▸ Document excerpt
▼
COSTCO WHOLESALE CORPORATION

NOTES TO CONSOLIDATED FINANCIAL STATEMENTS

(dollars in millions, except share data) (Continued)

 

Note 1—Summary of Significant Accounting Policies (Continued)

 

 

  -  

Reported separately within our consolidated statements of equity and comprehensive income, distributions and cumulative balances attributable to noncontrolling interests.

These reclassifications did not have a material impact on the Company’s previously reported consolidated financial statements.

Cash and Cash Equivalents

The Company considers as cash and cash equivalents all highly liquid investments with a maturity of three months or less at the date of purchase and proceeds due from credit and debit card transactions with settlement terms of less than one week. Credit and debit card receivables were $862 and $758 at the end of 2010 and 2009, respectively.
▲
▸ Your task
Return everything in the Costco accounting notes from "The Company considers" down to "and 2009, respectively.", copied word for word.

▸ Supplied information
▼
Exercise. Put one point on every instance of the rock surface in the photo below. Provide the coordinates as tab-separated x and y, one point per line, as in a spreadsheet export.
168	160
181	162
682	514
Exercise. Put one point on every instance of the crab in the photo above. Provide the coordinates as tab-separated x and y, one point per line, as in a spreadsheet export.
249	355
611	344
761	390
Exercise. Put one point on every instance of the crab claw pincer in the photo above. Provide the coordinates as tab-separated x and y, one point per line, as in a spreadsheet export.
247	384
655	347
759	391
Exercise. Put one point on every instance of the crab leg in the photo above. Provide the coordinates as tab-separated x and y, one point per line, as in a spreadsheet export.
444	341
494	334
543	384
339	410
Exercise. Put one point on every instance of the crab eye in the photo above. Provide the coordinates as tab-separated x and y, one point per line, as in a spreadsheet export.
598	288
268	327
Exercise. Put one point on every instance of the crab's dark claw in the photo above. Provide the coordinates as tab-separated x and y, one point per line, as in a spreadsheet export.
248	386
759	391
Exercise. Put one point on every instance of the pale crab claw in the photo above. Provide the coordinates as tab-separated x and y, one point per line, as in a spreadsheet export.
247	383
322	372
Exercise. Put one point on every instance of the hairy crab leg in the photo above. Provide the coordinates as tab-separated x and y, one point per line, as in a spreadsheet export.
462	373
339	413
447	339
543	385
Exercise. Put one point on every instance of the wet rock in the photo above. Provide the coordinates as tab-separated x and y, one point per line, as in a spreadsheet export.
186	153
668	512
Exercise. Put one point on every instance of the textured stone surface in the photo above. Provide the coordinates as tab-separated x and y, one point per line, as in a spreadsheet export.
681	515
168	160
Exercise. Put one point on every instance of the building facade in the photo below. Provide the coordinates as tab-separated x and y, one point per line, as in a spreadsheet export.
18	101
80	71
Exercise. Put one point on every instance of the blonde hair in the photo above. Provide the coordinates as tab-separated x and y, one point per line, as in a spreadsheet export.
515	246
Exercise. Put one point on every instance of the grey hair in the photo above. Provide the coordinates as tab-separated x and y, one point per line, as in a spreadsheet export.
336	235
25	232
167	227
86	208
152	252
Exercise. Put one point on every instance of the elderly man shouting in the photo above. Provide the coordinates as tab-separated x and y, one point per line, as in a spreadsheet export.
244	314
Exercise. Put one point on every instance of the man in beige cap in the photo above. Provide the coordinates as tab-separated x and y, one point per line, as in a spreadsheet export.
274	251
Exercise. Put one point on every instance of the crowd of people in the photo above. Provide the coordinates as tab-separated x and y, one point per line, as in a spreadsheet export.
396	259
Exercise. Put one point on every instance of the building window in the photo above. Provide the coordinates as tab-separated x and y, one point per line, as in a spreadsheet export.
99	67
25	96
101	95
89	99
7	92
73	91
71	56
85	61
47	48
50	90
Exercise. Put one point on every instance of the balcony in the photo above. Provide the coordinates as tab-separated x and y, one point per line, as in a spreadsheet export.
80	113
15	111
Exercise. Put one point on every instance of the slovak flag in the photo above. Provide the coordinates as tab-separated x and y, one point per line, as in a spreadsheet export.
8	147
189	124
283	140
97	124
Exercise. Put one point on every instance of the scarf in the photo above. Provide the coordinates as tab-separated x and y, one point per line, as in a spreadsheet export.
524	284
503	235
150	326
▲
▸ Problem solution
The Company considers as cash and cash equivalents all highly liquid investments with a maturity of three months or less at the date of purchase and proceeds due from credit and debit card transactions with settlement terms of less than one week. Credit and debit card receivables were $862 and $758 at the end of 2010 and 2009, respectively.